RECORD EXTRACTS:
########################################
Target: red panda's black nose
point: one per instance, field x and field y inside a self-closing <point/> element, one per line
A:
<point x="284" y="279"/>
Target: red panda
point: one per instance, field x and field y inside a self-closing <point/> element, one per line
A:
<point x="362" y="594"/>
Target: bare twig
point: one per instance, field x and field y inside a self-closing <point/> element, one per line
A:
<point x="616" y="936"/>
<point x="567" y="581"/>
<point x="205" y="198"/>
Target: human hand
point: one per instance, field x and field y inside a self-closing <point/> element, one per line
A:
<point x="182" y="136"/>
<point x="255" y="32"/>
########################################
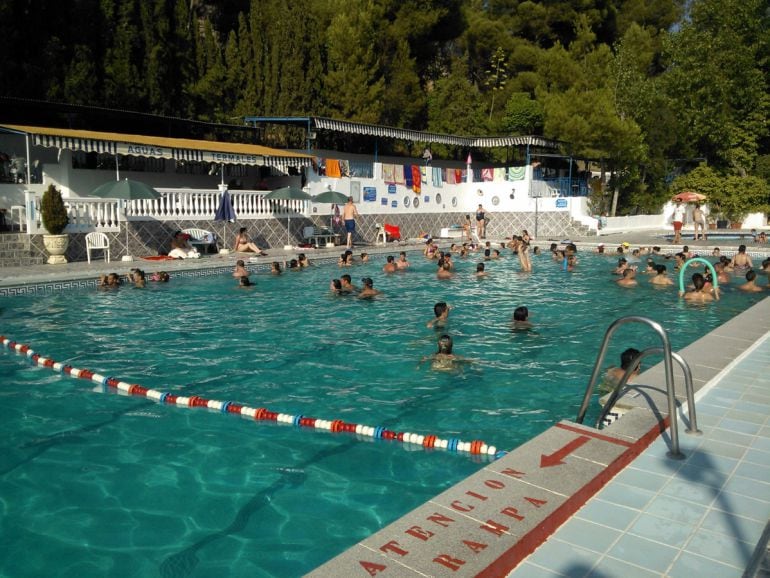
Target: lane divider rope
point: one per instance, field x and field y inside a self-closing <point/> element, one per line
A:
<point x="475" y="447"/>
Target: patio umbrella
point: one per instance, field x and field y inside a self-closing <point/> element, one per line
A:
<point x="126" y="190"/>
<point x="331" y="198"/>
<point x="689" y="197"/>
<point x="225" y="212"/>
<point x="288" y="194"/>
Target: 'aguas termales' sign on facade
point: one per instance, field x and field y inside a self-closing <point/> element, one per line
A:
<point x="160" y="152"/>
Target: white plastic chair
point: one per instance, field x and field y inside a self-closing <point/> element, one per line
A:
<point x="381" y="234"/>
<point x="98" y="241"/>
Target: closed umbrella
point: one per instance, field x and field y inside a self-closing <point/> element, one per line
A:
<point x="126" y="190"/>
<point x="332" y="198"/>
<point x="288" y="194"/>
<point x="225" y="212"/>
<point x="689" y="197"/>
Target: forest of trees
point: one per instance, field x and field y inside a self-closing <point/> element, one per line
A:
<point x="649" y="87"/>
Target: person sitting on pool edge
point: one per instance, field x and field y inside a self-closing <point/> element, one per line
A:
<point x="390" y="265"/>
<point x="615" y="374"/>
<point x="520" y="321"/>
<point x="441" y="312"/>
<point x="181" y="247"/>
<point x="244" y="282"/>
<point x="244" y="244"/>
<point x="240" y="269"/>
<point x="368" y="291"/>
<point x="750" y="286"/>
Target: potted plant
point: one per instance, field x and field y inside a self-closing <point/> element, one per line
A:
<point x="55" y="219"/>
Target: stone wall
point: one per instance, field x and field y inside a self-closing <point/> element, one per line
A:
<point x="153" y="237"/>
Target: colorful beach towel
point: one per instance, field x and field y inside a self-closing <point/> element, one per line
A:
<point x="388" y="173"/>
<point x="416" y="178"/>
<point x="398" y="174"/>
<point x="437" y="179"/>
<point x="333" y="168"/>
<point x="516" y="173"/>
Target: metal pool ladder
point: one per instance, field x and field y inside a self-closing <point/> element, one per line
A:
########################################
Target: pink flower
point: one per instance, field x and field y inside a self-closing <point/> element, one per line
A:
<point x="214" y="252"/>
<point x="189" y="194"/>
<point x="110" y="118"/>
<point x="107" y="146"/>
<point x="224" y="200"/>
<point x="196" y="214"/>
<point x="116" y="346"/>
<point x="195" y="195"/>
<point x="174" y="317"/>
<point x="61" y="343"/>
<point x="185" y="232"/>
########################################
In the entries above, find the line holding "Target: red panda's black nose" and the line holding "Target: bare twig", then retype exactly those two lines and every line between them, and nothing else.

Target: red panda's black nose
point: one per instance, field x and field y inside a self-closing <point/> element, one per line
A:
<point x="284" y="279"/>
Target: red panda
point: one per instance, field x and field y inside a self-closing <point/> element, one per line
A:
<point x="362" y="594"/>
Target: bare twig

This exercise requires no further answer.